━━━━━ Stored records

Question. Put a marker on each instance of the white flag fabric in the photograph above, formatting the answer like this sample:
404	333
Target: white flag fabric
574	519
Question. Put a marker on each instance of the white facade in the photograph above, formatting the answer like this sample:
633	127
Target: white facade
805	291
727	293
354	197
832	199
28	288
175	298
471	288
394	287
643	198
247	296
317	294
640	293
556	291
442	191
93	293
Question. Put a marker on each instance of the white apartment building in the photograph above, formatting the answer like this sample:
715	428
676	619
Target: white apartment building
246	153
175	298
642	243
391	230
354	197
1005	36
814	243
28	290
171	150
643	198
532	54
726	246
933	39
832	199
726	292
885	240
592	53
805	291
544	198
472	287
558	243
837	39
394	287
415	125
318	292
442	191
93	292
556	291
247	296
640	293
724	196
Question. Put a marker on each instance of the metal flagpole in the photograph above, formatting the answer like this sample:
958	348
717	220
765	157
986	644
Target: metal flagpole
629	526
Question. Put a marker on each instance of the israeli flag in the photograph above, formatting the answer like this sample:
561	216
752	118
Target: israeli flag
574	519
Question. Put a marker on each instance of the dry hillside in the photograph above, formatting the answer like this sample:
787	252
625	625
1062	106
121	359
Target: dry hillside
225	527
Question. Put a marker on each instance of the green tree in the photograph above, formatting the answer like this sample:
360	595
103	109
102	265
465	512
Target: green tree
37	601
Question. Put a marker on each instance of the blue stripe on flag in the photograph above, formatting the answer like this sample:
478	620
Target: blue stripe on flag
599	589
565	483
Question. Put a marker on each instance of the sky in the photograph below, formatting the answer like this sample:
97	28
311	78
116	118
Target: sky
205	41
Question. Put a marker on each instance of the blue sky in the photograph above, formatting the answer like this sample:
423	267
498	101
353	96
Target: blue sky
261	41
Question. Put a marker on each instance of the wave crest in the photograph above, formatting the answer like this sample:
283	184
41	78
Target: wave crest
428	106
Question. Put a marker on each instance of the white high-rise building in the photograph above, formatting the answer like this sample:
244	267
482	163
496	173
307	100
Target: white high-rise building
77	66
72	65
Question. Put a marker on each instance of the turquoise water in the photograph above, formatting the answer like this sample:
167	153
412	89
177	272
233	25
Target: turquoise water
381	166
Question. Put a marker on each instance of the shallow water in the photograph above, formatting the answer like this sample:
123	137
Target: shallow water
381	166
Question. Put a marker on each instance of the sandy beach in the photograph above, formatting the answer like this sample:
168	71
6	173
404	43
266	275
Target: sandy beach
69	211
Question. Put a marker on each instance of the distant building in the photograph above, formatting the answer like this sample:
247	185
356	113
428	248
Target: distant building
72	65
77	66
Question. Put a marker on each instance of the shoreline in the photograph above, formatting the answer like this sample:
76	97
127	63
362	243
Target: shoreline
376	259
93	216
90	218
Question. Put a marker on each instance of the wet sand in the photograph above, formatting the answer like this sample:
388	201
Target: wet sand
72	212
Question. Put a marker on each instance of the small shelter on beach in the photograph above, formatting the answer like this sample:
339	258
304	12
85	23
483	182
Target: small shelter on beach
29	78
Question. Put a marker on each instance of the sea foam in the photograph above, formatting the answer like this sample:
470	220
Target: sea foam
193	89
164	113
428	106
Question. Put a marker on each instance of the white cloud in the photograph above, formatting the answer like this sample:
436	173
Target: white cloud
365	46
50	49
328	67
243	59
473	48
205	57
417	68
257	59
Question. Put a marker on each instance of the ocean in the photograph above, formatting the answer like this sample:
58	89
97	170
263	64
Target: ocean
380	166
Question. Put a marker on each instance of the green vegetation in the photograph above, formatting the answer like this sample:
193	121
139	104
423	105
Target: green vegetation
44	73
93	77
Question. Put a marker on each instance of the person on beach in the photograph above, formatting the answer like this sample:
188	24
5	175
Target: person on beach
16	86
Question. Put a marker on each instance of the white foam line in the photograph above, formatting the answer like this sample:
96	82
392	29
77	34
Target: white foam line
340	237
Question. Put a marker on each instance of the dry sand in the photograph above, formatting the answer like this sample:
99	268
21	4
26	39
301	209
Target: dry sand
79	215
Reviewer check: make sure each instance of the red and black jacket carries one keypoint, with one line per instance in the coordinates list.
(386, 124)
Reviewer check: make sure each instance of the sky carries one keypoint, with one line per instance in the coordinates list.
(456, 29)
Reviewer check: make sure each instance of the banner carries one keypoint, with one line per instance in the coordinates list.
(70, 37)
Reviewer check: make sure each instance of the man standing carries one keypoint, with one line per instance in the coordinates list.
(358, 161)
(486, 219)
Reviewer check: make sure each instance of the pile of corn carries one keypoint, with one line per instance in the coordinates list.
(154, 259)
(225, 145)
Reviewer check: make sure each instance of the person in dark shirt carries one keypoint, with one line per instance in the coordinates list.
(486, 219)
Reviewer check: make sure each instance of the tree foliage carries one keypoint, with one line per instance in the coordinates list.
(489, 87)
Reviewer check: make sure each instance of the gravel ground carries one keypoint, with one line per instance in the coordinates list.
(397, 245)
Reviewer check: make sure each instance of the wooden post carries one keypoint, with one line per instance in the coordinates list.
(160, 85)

━━━━━━━━━━

# Work to be completed
Reproduce all the data word for word.

# Solution
Question. Put a marker on each instance of the white flag fabric in the photograph above, formatting the answer like this sample:
404	333
Target: white flag fabric
574	519
Question. Put a marker on each instance of the white facade in the photograph above, formatting the answer like this sample:
633	127
Target: white facade
805	291
727	293
354	197
832	199
28	288
175	298
471	288
394	287
643	198
247	296
317	294
640	293
556	291
442	191
93	293
Question. Put a marker on each instance of the white apartment building in the photograph above, formatting the answer like this sample:
715	428
676	619
Target: white apartment building
246	153
175	298
642	243
391	230
354	197
1005	36
814	243
28	290
171	150
643	198
532	54
726	246
933	39
832	199
726	292
885	240
592	53
805	291
544	198
472	287
558	243
837	39
394	287
415	125
318	292
442	191
93	292
556	291
247	296
640	293
724	196
Question. Put a marker on each instance of the metal flagpole in the photograph above, formatting the answer like this sample:
958	348
717	220
765	157
986	644
Target: metal flagpole
629	526
Question. Put a marker on each instance of the israeli flag in the photograph above, formatting the answer like this sample:
561	216
752	118
Target: israeli flag
574	519
Question. Put a marker on each instance of the dry hillside in the photograph above, formatting the answer like this sample:
787	252
625	625
1062	106
121	359
Target: dry hillside
225	527
Question. Put a marker on each instance of the green tree in the photograph above, formatting the answer like this sample:
360	595
103	109
102	265
465	512
Target: green tree
37	601
Question. Put a marker on each instance of the blue stripe on flag in the photograph above, formatting the answer like this sample:
478	620
Target: blue stripe on flag
599	589
565	483
Question. Put a marker on each instance of the sky in the photograph below, formatting the answer like this sample:
97	28
311	78
116	118
Target: sky
205	41
Question. Put a marker on each instance of the blue sky in the photograph above, formatting the answer like this sample:
423	267
498	101
353	96
Target: blue sky
261	41
Question. Put a marker on each instance of the wave crest in the photograph above, formatting the answer like this sample:
283	184
41	78
Target: wave crest
428	106
Question. Put a marker on each instance of the white high-rise building in the photograph above, formatting the answer like this sample:
244	267
482	163
496	173
307	100
Target: white high-rise building
77	66
72	65
Question. Put a marker on each instance of the turquoise water in the photograph above, formatting the answer like this sample:
167	153
412	89
177	272
233	25
Target: turquoise water
381	166
Question. Put a marker on each instance of the shallow water in the photograph above, formatting the answer like this sample:
123	137
Target: shallow water
381	166
Question. Put a marker on each instance of the sandy beach in the photograph above, formatting the answer like this sample:
168	71
6	173
404	43
266	275
Target: sandy beach
69	211
Question. Put a marker on each instance of the distant building in the photograph above, formatting the answer like this sample:
247	185
356	113
428	248
Target: distant building
72	65
77	66
Question. Put a marker on each instance of the shoreline in the photograph above, formatting the answer like this sample:
76	97
127	63
362	243
Target: shoreline
376	259
93	216
90	218
Question. Put a marker on each instance of the wet sand in the photograph above, formatting the answer like this sample:
388	201
Target: wet sand
72	212
Question. Put a marker on each instance of the small shelter on beach in the photograph above, formatting the answer like this sample:
339	258
304	12
85	23
483	182
Target: small shelter on beach
29	78
Question. Put a marker on each instance of the sea foam in the photograph above, formatting the answer like this sample:
470	220
Target: sea foam
193	89
164	113
428	106
Question. Put a marker on each instance of the white cloud in the photograph above, formatting the answer like this sample:
436	173
Target: white cloud
365	46
50	49
328	67
243	59
473	48
205	57
417	68
257	59
Question. Put a marker on each instance of the ocean in the photograph above, formatting the answer like this sample:
58	89
97	170
263	64
Target: ocean
380	166
Question. Put a marker on each instance of the green vegetation in the photograph above, formatting the answer like this sample:
193	121
139	104
423	105
Target: green vegetation
44	73
93	77
Question. Put a marker on each instance of the person on beach in the photograph above, formatting the answer like this sample:
188	24
5	175
Target: person on beach
16	86
Question. Put a marker on each instance of the white foam line in the photograph above, formatting the answer like this sample:
96	82
392	29
77	34
Target: white foam line
340	237
Question. Put a marker on each instance of the dry sand in the photograph above, formatting the answer like this sample:
99	268
21	4
26	39
301	209
Target: dry sand
79	215
Reviewer check: make sure each instance of the red and black jacket carries one keypoint, with one line per instance in the coordinates list.
(386, 124)
Reviewer check: make sure each instance of the sky carries one keypoint, with one line per instance in the coordinates list.
(456, 29)
Reviewer check: make sure each instance of the banner carries one keypoint, with one line per instance in the coordinates list.
(70, 37)
Reviewer check: make sure each instance of the man standing carries one keypoint, with one line per instance in the coordinates list.
(358, 161)
(486, 219)
Reviewer check: make sure each instance of the pile of corn carries one keypoint, with one line per instance in the coordinates list.
(154, 259)
(225, 145)
Reviewer check: make sure each instance of the person in dark shirt carries one keypoint, with one line per instance in the coordinates list.
(486, 219)
Reviewer check: make sure each instance of the tree foliage carries one keypoint, with one line per instance in the coordinates list.
(489, 87)
Reviewer check: make sure each instance of the gravel ground carries one keypoint, with one line per instance in the coordinates list.
(397, 245)
Reviewer check: make sure each instance of the wooden post carries one keypoint, with one line per instance in the coordinates list.
(160, 85)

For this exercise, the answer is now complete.